- _Stated goal_
Each record needs to be echoed exactly; can you do that?

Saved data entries
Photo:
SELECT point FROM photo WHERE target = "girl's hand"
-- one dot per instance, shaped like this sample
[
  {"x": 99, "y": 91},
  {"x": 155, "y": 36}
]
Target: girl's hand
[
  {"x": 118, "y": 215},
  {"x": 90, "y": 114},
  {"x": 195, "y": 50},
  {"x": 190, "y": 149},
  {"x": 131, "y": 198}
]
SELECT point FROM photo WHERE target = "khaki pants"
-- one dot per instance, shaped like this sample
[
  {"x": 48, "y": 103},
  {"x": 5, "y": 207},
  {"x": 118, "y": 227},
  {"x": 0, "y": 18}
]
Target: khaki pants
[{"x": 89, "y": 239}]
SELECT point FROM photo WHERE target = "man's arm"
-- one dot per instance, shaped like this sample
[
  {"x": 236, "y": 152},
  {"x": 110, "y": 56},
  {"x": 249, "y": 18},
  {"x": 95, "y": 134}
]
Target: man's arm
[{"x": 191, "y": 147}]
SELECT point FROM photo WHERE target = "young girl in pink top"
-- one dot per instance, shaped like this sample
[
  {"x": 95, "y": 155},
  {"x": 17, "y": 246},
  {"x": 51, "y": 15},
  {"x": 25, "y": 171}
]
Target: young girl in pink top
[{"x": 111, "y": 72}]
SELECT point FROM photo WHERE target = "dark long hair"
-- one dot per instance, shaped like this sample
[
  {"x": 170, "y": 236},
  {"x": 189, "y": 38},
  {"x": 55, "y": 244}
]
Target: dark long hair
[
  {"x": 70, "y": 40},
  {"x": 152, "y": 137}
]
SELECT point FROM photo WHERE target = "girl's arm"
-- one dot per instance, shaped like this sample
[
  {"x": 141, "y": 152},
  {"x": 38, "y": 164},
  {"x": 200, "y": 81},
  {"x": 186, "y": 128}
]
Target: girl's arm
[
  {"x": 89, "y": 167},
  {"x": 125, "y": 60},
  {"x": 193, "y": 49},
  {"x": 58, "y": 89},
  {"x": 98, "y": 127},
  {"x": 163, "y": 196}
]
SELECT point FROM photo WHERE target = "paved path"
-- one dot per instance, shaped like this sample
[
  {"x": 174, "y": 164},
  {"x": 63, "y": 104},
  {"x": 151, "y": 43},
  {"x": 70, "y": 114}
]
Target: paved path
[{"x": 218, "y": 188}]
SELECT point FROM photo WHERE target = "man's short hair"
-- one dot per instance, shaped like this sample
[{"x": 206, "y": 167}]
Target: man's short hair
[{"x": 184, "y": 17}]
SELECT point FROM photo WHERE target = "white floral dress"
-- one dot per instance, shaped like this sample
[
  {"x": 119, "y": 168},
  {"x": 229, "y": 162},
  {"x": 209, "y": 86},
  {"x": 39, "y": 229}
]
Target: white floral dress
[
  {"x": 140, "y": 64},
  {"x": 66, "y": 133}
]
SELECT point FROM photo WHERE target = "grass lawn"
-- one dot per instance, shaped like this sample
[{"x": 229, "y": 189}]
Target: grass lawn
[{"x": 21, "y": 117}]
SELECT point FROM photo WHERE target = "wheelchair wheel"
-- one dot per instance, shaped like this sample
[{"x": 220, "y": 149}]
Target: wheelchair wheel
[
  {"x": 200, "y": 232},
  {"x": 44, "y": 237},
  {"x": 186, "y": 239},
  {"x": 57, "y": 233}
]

- _Output for this task_
Photo:
SELECT point FROM photo WHERE target = "girl's hand"
-- one dot per instance, shaped like this sample
[
  {"x": 99, "y": 91},
  {"x": 155, "y": 36}
]
Target: girl's hand
[
  {"x": 118, "y": 215},
  {"x": 90, "y": 114},
  {"x": 195, "y": 50},
  {"x": 190, "y": 149},
  {"x": 131, "y": 198}
]
SELECT point FROM photo WHERE target = "khaki pants"
-- one dot per instance, shaped like this sample
[
  {"x": 48, "y": 103},
  {"x": 5, "y": 207},
  {"x": 118, "y": 227},
  {"x": 0, "y": 18}
]
Target: khaki pants
[{"x": 89, "y": 239}]
SELECT point FROM photo WHERE target = "man's arm"
-- one dot per instance, shaped like this sample
[
  {"x": 236, "y": 152},
  {"x": 110, "y": 56},
  {"x": 249, "y": 18},
  {"x": 95, "y": 134}
]
Target: man's arm
[{"x": 191, "y": 147}]
SELECT point FROM photo WHERE target = "young girl in pink top"
-- one dot per instance, shaped like this sample
[
  {"x": 95, "y": 155},
  {"x": 17, "y": 246},
  {"x": 51, "y": 15},
  {"x": 25, "y": 171}
]
Target: young girl in pink top
[{"x": 111, "y": 72}]
SELECT point FROM photo WHERE target = "dark long hair"
-- one dot per instance, shaped like this sample
[
  {"x": 170, "y": 236},
  {"x": 189, "y": 38},
  {"x": 55, "y": 244}
]
Target: dark long hair
[
  {"x": 70, "y": 40},
  {"x": 152, "y": 137}
]
SELECT point FROM photo WHERE target = "girl's arm"
-- one dot per instance, shaped like this sample
[
  {"x": 141, "y": 152},
  {"x": 38, "y": 164},
  {"x": 200, "y": 81},
  {"x": 186, "y": 128}
]
Target: girl's arm
[
  {"x": 89, "y": 167},
  {"x": 125, "y": 60},
  {"x": 193, "y": 49},
  {"x": 58, "y": 89},
  {"x": 98, "y": 127},
  {"x": 163, "y": 196}
]
SELECT point FROM photo WHERE target = "paved path"
-- one dot per instance, shaped like this sample
[
  {"x": 174, "y": 164},
  {"x": 63, "y": 104},
  {"x": 151, "y": 43},
  {"x": 70, "y": 114}
]
Target: paved path
[{"x": 218, "y": 188}]
SELECT point FROM photo WHERE target = "man's short hair"
-- one dot per instance, shaped like this sample
[{"x": 206, "y": 167}]
Target: man's short hair
[{"x": 184, "y": 17}]
SELECT point FROM photo WHERE target = "white floral dress"
-- one dot per instance, shaped like this sample
[
  {"x": 119, "y": 168},
  {"x": 229, "y": 162},
  {"x": 209, "y": 86},
  {"x": 39, "y": 229}
]
Target: white floral dress
[
  {"x": 140, "y": 64},
  {"x": 66, "y": 133}
]
SELECT point FROM photo WHERE target = "grass lawn"
-- one dot per instance, shaped like this sample
[{"x": 229, "y": 189}]
Target: grass lawn
[{"x": 21, "y": 117}]
SELECT point FROM photo WHERE target = "wheelchair wheel"
-- one dot per instance, shaped like this sample
[{"x": 220, "y": 149}]
Target: wheelchair wheel
[
  {"x": 200, "y": 232},
  {"x": 44, "y": 237},
  {"x": 186, "y": 239},
  {"x": 57, "y": 233}
]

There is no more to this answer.